• [PROBLEM TO WORK ON]:
Copy out, word for word, the rows below starting with the row that contains "Please identify the electrical" and continuing through the final row, including both.

• [SUPPLIED MATERIAL]:
====
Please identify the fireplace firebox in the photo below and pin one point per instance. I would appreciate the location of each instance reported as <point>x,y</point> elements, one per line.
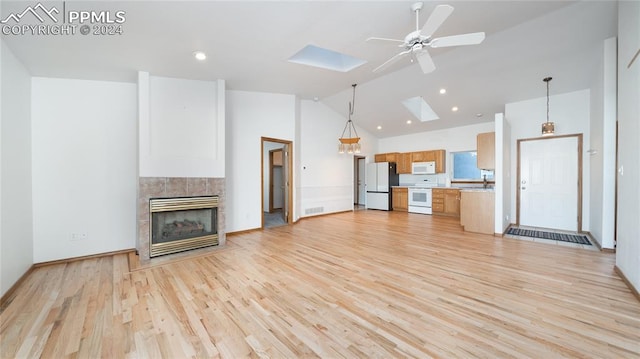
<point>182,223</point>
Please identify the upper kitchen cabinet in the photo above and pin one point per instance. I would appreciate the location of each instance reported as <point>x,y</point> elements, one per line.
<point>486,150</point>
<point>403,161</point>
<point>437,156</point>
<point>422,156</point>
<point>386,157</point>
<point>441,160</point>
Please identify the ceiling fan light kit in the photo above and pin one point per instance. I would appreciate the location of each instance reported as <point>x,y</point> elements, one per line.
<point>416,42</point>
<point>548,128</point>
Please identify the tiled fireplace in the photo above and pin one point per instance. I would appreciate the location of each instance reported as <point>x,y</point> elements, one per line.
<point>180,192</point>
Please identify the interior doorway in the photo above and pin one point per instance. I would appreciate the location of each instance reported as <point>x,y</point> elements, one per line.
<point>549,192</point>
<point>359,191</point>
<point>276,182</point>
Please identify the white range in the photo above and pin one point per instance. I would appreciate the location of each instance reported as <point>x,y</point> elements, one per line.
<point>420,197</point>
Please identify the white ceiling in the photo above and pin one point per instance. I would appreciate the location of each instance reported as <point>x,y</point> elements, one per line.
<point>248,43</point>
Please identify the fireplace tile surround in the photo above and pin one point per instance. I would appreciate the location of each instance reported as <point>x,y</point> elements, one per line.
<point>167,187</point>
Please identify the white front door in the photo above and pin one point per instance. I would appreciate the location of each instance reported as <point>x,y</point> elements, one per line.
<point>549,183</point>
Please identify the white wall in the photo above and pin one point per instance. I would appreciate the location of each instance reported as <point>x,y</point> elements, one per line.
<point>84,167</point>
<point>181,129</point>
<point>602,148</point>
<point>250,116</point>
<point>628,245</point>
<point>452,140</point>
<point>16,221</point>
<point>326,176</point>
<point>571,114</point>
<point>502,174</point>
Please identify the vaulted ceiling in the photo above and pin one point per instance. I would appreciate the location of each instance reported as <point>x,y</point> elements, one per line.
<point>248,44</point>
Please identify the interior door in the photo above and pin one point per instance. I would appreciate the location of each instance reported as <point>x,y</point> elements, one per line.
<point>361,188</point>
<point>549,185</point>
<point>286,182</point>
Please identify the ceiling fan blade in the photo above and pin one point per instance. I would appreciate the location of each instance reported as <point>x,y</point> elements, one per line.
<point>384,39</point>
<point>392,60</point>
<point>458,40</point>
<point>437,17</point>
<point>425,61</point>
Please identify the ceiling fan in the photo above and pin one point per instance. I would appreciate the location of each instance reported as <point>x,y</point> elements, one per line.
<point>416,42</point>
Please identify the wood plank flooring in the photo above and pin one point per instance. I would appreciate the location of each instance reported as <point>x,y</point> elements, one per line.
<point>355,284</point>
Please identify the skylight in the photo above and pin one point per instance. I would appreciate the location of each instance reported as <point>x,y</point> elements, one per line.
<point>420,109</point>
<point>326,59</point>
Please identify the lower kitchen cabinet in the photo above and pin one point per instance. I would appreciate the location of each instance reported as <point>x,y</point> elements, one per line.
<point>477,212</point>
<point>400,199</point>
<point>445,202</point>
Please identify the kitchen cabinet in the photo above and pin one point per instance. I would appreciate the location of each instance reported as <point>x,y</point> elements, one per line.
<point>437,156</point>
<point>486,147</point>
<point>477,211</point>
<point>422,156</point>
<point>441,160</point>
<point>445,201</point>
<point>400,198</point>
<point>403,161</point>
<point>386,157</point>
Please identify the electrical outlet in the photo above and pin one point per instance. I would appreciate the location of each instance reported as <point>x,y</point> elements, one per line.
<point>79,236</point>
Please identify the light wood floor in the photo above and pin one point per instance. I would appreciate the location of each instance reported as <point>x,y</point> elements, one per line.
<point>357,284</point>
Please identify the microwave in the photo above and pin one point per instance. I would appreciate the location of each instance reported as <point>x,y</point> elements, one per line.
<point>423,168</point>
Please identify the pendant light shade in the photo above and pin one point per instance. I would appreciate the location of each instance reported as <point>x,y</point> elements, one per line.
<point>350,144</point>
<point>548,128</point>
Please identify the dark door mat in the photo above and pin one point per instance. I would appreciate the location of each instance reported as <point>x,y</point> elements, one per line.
====
• [RESPONSE BELOW]:
Please identify the electrical outlet in the photo above and pin one point per instance. I would appreciate the location of each instance reported as <point>x,y</point> elements, one per line.
<point>79,236</point>
Please identify the light wood floor in the photo above and pin one point per instance. I would appreciate the location of each instance reported as <point>x,y</point> elements, one per line.
<point>357,284</point>
Please identify the microwave in the photo above and pin one point per instance. I would appreciate the location of each instance reported as <point>x,y</point> elements, one per line.
<point>423,168</point>
Please identify the pendant light shade in the photo above and pin one point per instance. I would appreciate the location of each instance reported as <point>x,y</point> elements, one per line.
<point>350,144</point>
<point>548,128</point>
Please identify the dark door mat in the photo above and pin one point per instance. I would appreciate the location of each instance reported as <point>x,y</point> elements, one per line.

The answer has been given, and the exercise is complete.